▶ [Reading text]
# Dumb questions about splits



## Bigsal24 (Jan 23, 2015)

And I forgot to mention, they are in deep 10 frame Langs.


----------



## gezellig (Jun 11, 2014)

If you saw the swarm leave last year, you didn't get it? Since you saw it swarm, apparently you had a successful Queen mating and continuance of the hive, otherwise your hive would have died out. So, basically you made your first successful split last year. 
As far as splitting this year. As you said, you can just split the hives. Just ensure both boxes have frames with eggs and it doesn't matter which one the Queen is in. Both will have the resources to make another. The queenless will, the queen right won't.


----------



## RayMarler (Jun 18, 2008)

Here is one way you can do it without finding the queen.
On a morning where the weather has warmed up some, take a spare empty box and bottom board and set next to the hive you want to split. Go through the hive, and pull out 2 frames of mostly pollen and shake all the bees off and put them in the spare box in the center. Then find 2 frames of mostly eggs and shake or brush the bees off and put them in the new box, one frame on each side of the two pollen frames. Then go through and find two frames of nectar/honey and shake or brush the bees off and put them into the new box, one on each outside the frames of eggs you put in already. Then go through and find 4 frames of sealed brood and brush the bees off and put them two to each outside space in that new box. Now that new box is full. Remove the empty box you now have in the original hive and shake all the bees back into the remaining box. Now put a queen excluder on top of it, and set that new box you've made up on top, with the lid. Next, wait until the late afternoon, and remove that bottom box to the side on a new stand. It has the queen in it, and it will now lose some of it's foragers to give strength to the new made up split left in place. Set the top box down on the bottom board. Wait now for 7 to ten days, and then remove the five frames on each side of that box and put them into five frame nuc boxes, and set on new stands. Move the old box with the queen back in the original position now to catch all the foragers. This will now reduce the populations in the two nucs you've made so that they don't swarm. The queen will now be getting all the foragers back, so add a super to her box. Check back on the two nucs in three weeks, you should have eggs a plenty from the newly mated and laying queens. This is only one way to do it, there are many ways to make up splits.


----------



## Bigsal24 (Jan 23, 2015)

[Dataset entries]
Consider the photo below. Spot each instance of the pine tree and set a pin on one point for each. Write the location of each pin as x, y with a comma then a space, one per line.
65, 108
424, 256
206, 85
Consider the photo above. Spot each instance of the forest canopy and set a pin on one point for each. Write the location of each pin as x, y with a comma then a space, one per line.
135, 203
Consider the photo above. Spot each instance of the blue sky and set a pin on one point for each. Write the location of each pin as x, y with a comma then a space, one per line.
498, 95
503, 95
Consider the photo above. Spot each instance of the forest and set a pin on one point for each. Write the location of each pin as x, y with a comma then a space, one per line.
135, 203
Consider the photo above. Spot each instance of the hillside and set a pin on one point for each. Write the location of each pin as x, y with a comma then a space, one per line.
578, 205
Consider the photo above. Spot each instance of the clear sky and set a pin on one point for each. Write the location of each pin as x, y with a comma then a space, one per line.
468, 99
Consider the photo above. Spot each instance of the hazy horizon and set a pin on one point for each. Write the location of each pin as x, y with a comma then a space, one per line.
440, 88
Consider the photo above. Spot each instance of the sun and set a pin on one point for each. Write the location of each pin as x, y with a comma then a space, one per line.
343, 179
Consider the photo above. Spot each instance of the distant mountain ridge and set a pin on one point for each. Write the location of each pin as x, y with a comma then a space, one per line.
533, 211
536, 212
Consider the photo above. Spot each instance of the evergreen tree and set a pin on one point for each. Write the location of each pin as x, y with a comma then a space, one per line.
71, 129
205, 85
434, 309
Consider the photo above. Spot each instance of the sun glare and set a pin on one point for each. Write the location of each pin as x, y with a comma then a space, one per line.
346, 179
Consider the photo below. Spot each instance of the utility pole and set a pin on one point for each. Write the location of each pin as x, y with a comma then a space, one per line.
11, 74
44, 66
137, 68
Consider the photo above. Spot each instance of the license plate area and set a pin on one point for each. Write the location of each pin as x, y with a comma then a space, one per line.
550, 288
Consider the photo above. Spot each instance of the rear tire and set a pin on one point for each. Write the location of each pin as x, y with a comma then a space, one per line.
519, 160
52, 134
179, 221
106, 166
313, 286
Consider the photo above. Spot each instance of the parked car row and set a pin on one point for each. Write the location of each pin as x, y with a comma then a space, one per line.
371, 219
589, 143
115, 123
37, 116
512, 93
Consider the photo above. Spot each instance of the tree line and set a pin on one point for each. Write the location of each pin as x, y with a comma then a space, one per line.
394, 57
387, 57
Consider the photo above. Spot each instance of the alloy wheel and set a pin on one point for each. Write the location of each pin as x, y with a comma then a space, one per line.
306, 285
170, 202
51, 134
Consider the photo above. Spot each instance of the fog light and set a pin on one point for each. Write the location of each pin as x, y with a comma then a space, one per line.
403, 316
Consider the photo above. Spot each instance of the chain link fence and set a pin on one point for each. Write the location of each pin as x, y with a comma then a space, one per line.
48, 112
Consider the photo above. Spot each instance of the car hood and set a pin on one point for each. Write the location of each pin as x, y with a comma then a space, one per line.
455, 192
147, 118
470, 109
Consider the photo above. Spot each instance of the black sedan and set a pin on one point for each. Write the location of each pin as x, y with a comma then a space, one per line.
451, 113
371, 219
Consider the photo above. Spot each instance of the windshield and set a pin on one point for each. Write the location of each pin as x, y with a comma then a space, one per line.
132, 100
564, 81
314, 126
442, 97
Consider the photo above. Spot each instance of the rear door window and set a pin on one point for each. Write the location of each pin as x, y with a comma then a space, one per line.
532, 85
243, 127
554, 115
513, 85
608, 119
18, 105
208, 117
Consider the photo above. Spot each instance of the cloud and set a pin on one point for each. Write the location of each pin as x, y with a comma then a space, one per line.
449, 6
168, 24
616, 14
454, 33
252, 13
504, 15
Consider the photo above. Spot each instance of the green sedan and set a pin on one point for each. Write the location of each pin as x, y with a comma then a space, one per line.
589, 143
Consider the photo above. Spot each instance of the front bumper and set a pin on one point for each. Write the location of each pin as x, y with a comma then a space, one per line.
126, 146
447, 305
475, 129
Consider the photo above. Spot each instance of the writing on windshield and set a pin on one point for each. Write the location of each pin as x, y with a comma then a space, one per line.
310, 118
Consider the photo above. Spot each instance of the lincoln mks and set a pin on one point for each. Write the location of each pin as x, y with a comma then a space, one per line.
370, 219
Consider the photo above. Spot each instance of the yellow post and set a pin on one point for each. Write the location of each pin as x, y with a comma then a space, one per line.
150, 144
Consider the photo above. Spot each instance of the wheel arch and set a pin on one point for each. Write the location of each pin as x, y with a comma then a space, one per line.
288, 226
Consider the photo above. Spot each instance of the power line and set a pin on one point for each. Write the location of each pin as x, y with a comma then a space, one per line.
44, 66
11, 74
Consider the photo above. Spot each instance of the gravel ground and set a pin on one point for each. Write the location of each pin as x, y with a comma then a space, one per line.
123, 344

▶ [Your tasks]
1. In the beekeeping thread, why does the method move the old box with the queen back to the original position after 7 to 10 days?
2. Please report every line of the rows that contains the string "wheel". Case counts.
The beekeeping thread and the rows have nothing to do with each other.

▶ [Solutions in order]
1. Moving it back lets the queen's box catch all the foragers. This lowers the populations in the two new nucs so they don't swarm, and because the queen's box regains the foragers, a super is added to it.

2.
Consider the photo above. Spot each instance of the alloy wheel and set a pin on one point for each. Write the location of each pin as x, y with a comma then a space, one per line.
Consider the photo above. Spot each instance of the wheel arch and set a pin on one point for each. Write the location of each pin as x, y with a comma then a space, one per line.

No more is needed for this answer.